- Given task:
Rewrite the part that opens with the line containing "find concrete pier" and closes with the line containing "Query: pier support column", replacing "mist" with "fog" and leaving everything else unchanged.

------------------------------------

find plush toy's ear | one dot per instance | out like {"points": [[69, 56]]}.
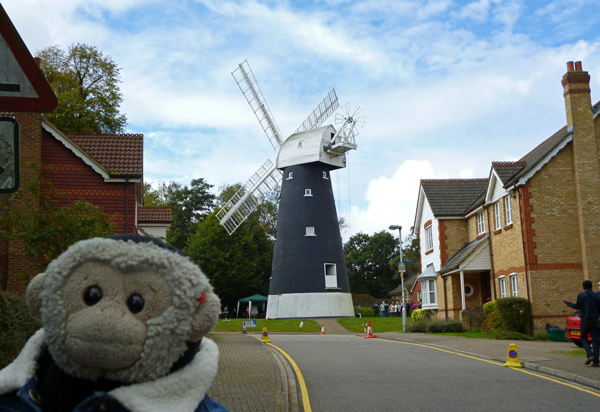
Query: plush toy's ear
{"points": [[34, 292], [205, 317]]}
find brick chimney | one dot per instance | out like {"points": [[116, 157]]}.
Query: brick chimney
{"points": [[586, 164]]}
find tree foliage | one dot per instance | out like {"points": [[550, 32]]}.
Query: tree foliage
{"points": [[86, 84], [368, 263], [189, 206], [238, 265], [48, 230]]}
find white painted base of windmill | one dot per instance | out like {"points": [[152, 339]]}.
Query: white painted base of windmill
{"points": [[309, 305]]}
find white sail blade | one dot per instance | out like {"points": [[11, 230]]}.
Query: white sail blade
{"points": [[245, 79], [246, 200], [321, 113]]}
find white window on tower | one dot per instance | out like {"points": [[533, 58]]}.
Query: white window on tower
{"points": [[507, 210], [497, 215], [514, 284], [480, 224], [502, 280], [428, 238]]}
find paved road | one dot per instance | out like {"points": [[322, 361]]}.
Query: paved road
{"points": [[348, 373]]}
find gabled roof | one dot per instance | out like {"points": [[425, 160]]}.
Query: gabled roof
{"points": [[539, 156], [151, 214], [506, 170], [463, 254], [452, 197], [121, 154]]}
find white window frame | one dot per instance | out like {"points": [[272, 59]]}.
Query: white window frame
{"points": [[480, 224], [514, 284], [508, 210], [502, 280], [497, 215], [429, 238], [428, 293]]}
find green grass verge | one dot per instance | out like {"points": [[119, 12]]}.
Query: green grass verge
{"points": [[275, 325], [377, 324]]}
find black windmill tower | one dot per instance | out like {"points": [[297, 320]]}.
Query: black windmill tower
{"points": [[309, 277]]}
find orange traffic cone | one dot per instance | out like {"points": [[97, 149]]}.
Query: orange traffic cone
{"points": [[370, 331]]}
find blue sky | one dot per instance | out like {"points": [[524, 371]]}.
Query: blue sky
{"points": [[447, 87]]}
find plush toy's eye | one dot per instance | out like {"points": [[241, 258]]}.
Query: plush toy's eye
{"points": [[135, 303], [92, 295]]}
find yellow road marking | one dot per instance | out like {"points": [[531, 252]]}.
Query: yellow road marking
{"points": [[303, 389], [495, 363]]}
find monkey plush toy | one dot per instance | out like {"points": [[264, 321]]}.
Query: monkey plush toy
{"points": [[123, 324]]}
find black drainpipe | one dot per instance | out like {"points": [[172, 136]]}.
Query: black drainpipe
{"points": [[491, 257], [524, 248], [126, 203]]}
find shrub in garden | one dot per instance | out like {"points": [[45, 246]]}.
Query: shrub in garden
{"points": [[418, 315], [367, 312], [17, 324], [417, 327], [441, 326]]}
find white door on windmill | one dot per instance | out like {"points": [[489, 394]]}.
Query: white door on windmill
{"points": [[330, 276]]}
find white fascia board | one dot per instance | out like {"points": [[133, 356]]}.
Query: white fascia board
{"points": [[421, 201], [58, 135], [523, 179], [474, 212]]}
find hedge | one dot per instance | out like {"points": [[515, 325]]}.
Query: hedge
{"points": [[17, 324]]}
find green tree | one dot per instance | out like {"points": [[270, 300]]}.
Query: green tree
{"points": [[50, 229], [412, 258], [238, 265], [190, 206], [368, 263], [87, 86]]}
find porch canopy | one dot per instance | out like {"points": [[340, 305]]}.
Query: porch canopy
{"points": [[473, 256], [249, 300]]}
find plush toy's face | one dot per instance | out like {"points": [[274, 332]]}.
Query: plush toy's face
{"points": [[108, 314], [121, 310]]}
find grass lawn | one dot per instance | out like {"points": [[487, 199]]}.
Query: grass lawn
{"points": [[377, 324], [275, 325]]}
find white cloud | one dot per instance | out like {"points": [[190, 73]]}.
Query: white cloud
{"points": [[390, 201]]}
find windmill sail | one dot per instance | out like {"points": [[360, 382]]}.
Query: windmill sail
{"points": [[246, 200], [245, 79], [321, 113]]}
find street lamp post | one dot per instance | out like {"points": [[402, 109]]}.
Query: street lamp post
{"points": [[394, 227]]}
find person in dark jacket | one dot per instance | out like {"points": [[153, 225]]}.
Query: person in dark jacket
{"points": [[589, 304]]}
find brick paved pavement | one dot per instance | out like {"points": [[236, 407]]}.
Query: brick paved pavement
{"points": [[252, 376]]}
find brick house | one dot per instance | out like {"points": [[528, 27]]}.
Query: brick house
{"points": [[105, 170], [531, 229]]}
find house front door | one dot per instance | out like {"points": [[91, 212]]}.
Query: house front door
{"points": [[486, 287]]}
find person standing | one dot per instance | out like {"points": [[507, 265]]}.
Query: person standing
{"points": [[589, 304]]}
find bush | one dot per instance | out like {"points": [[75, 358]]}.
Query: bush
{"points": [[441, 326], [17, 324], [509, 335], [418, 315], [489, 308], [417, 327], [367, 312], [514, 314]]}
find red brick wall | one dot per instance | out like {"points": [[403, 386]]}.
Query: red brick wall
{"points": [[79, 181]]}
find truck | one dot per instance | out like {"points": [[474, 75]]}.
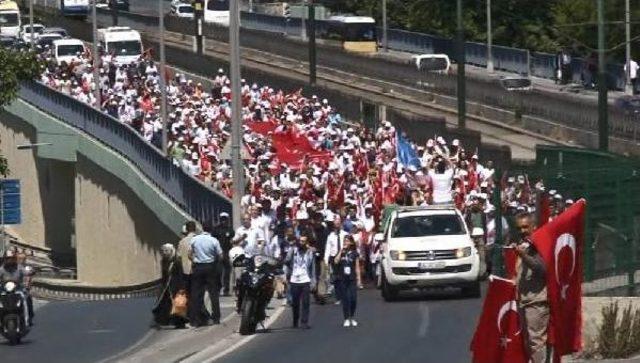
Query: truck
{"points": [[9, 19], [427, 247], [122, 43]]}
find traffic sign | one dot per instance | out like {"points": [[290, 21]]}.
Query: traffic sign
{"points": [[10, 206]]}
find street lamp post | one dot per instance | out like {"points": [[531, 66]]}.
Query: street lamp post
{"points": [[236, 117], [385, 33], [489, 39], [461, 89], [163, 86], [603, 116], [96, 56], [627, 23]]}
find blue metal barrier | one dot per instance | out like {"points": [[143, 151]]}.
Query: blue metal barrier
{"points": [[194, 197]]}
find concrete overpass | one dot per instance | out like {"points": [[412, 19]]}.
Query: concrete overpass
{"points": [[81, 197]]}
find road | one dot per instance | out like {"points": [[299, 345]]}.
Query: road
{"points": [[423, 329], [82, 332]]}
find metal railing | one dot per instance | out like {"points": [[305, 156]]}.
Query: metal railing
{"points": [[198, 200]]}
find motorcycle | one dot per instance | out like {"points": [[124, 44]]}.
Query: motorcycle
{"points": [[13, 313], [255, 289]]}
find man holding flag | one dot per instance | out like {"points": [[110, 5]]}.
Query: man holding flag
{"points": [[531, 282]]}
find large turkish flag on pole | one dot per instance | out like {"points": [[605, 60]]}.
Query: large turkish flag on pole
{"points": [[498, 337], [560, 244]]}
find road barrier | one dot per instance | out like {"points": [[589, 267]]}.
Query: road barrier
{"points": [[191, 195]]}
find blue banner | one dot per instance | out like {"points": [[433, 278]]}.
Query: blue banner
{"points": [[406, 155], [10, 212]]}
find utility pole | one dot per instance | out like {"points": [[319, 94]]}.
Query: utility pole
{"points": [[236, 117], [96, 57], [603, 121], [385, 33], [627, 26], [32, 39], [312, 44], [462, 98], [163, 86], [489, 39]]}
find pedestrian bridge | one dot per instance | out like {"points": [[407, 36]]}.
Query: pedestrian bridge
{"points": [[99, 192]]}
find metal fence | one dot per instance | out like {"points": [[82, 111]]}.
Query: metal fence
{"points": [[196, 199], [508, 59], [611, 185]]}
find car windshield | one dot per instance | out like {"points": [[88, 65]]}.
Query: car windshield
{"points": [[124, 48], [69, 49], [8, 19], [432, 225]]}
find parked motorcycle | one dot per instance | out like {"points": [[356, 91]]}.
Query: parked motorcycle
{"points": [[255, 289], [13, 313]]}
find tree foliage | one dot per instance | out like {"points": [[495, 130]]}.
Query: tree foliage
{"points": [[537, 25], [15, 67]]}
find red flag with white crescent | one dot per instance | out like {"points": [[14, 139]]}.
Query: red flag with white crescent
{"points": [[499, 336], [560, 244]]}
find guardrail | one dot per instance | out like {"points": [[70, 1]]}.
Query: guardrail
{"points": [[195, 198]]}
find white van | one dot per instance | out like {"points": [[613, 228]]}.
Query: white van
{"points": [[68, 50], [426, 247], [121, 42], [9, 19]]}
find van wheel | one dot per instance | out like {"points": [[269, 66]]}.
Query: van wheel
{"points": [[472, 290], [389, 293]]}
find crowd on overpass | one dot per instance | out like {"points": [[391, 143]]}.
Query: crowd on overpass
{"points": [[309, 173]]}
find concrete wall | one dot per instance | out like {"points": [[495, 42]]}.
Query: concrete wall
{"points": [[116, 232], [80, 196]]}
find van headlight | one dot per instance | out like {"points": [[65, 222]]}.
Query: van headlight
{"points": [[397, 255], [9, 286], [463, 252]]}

------------------------------------

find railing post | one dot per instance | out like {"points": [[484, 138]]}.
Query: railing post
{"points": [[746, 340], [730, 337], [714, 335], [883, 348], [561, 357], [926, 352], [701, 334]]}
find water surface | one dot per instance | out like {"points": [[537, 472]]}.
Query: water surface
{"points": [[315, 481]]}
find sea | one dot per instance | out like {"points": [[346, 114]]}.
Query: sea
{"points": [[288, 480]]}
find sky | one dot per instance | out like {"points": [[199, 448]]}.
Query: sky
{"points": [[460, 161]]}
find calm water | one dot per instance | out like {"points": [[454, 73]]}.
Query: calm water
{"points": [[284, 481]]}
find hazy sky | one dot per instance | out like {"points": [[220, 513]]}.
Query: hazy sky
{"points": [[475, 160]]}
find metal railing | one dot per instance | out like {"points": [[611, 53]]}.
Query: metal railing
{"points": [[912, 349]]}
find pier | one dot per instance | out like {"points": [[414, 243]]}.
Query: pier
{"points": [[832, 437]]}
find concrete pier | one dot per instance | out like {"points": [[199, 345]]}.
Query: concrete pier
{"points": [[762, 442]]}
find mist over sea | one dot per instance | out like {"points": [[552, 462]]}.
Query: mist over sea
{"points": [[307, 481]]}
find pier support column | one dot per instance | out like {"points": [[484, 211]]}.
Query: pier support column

------------------------------------

- Correct result:
find concrete pier | one dot per instance | out like {"points": [[199, 345]]}.
Query: concrete pier
{"points": [[762, 442]]}
find fog over sea | one dot per instance | out like {"points": [[552, 462]]}.
Query: fog over sea
{"points": [[307, 481]]}
find pier support column | one dot per instance | out like {"points": [[484, 211]]}.
Query: pier support column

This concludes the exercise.